A teenage Syrian asylum-seeker arrested in Germany was planning a bomb attack on behalf of Isil, it has emerged.
The 16-year-old, named only as Mohamed J under German privacy laws, was arrested at a refugee shelter in Cologne on Tuesday.
Police said yesterday he had been in contact with an Isil handler in the Middle East who told him how to make an explosive device and where to plant it.
The teenager's arrest came hours after the German interior ministry warned that jihadist sympathisers were targeting child asylum-seekers as potential recruits.
"We had to act decisively to protect the population," Jürgen Mathies, the Cologne police chief said.
Police were first alerted to changes in the boy's behaviour in June by the mosque where he regularly prayed.
"It was reported that the boy was behaving weirdly, he would only eat fruit, anything else was unclean," Mr Mathies said.
"He was also praying more. He would face in a different direction than is usual for Muslim prayer."
Earlier this month, the mosque contacted police again to say that the boy was spending hours praying and communicating with someone on his phone using instant messaging.
Police began monitoring the teen's mobile phone and online activity and were shocked when they discovered he was in contact with an Isil handler about how to build a bomb.
"The turbocharged radicalisation of the boy is alarming," Ulf Willhun, the prosecutor in charge of the case, said.

• SUPPLIED MATERIAL:

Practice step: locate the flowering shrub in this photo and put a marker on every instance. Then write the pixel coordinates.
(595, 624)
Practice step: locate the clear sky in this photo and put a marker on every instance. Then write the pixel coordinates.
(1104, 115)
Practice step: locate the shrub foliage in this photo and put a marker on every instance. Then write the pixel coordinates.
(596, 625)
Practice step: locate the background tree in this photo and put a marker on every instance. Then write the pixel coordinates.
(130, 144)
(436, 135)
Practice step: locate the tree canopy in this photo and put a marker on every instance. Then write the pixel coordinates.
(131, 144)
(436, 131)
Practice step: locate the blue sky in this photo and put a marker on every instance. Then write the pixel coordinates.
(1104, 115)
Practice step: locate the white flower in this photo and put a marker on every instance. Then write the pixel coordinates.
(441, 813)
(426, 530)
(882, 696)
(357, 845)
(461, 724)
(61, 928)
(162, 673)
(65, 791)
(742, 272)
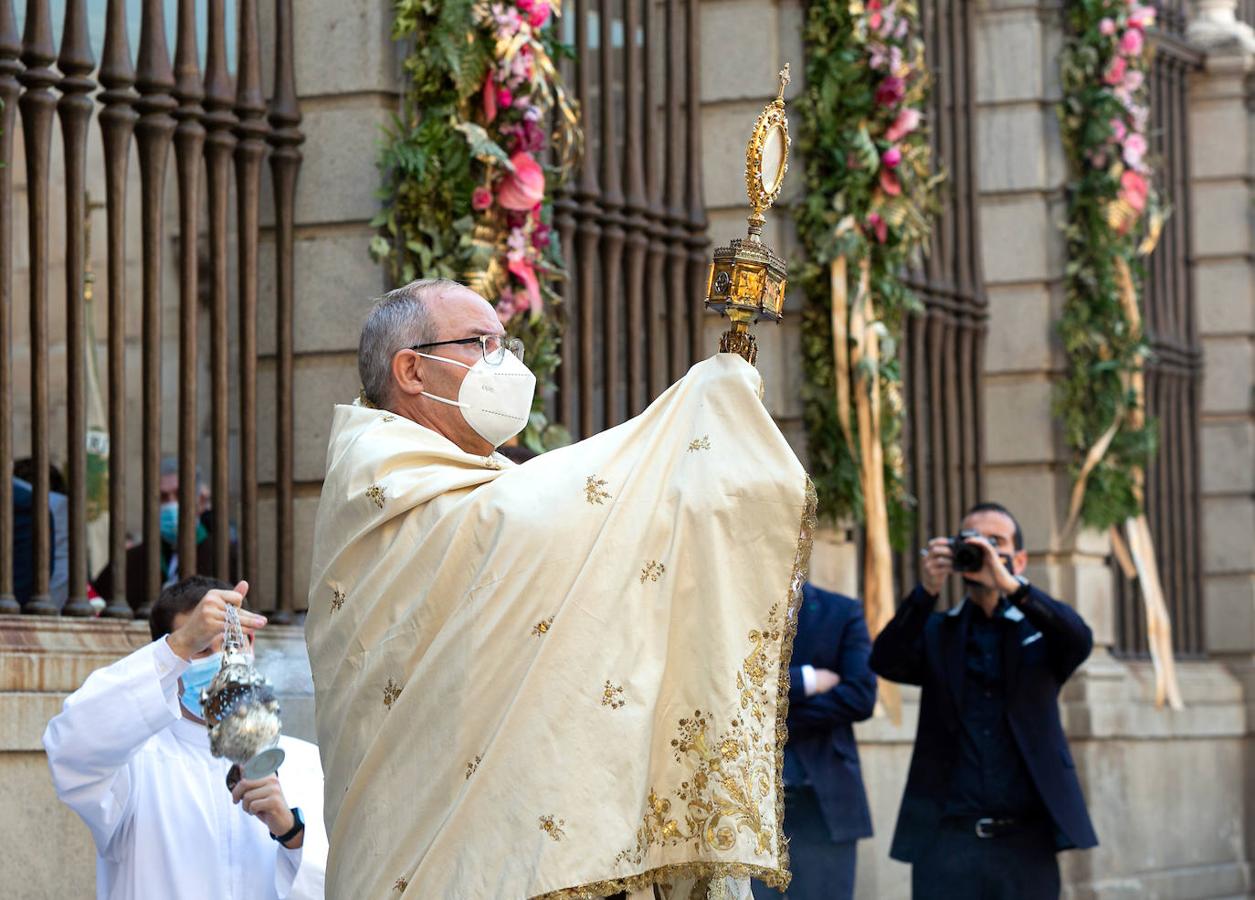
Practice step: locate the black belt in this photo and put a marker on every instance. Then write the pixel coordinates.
(992, 826)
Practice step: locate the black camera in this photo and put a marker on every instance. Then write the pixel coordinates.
(969, 556)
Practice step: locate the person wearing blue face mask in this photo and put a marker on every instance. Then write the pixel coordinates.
(129, 753)
(137, 555)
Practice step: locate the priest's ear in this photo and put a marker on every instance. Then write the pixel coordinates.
(408, 373)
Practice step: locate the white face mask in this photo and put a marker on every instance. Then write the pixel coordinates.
(496, 401)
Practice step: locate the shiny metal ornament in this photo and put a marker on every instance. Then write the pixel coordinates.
(241, 709)
(747, 278)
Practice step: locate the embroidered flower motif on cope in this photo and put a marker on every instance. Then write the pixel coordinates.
(594, 490)
(651, 571)
(554, 829)
(613, 696)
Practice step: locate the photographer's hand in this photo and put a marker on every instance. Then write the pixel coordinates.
(938, 565)
(995, 569)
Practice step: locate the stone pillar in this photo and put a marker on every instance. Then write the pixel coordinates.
(1222, 166)
(348, 79)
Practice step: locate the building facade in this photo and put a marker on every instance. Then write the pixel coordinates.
(1172, 793)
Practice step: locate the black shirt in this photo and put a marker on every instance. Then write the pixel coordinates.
(990, 778)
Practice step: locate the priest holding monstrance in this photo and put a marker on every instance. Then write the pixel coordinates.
(567, 678)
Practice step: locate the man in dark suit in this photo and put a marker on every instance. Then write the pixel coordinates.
(825, 803)
(992, 792)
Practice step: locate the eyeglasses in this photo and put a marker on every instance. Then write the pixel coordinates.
(492, 345)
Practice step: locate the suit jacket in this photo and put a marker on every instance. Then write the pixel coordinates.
(926, 648)
(831, 634)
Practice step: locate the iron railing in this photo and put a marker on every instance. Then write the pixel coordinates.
(213, 118)
(633, 224)
(1174, 373)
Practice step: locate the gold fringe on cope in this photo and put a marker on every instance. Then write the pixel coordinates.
(773, 878)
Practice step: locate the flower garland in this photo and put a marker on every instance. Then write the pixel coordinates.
(1115, 216)
(870, 195)
(464, 192)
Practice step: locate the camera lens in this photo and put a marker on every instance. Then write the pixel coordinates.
(968, 556)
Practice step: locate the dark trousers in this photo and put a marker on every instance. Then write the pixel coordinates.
(959, 865)
(822, 869)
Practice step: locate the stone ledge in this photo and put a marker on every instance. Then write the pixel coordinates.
(1220, 880)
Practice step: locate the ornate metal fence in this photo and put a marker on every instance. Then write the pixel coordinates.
(211, 121)
(633, 225)
(1174, 373)
(943, 358)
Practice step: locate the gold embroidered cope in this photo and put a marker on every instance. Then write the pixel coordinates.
(456, 578)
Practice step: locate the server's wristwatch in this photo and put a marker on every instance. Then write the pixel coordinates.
(298, 827)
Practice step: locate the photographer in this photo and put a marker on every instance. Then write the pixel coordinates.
(992, 795)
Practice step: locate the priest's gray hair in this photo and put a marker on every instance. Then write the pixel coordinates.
(399, 319)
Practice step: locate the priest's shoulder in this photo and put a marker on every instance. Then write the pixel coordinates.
(300, 753)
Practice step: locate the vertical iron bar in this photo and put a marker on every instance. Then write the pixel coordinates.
(117, 126)
(677, 216)
(250, 150)
(285, 163)
(37, 106)
(635, 203)
(589, 229)
(220, 143)
(74, 111)
(188, 146)
(655, 216)
(153, 132)
(10, 48)
(695, 240)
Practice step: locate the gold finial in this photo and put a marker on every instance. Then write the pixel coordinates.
(747, 279)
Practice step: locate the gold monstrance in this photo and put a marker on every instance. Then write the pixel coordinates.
(747, 279)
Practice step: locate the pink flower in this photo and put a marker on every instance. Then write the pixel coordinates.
(906, 122)
(1141, 16)
(877, 225)
(1115, 73)
(490, 99)
(1135, 148)
(526, 273)
(890, 91)
(1133, 188)
(525, 187)
(876, 18)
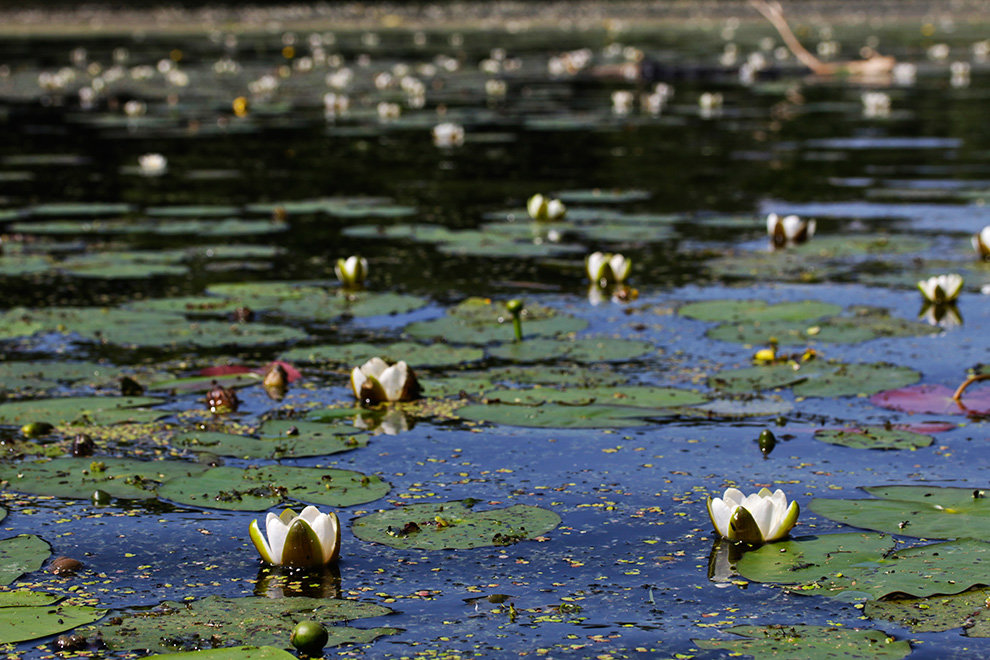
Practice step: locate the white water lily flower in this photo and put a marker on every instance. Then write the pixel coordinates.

• WHAT IS EXPECTED: Copy, word for word, the stretch of the report on the Cologne arrest from "Police were first" through "build a bomb.".

• SOLVED EXERCISE:
Police were first alerted to changes in the boy's behaviour in June by the mosque where he regularly prayed.
"It was reported that the boy was behaving weirdly, he would only eat fruit, anything else was unclean," Mr Mathies said.
"He was also praying more. He would face in a different direction than is usual for Muslim prayer."
Earlier this month, the mosque contacted police again to say that the boy was spending hours praying and communicating with someone on his phone using instant messaging.
Police began monitoring the teen's mobile phone and online activity and were shocked when they discovered he was in contact with an Isil handler about how to build a bomb.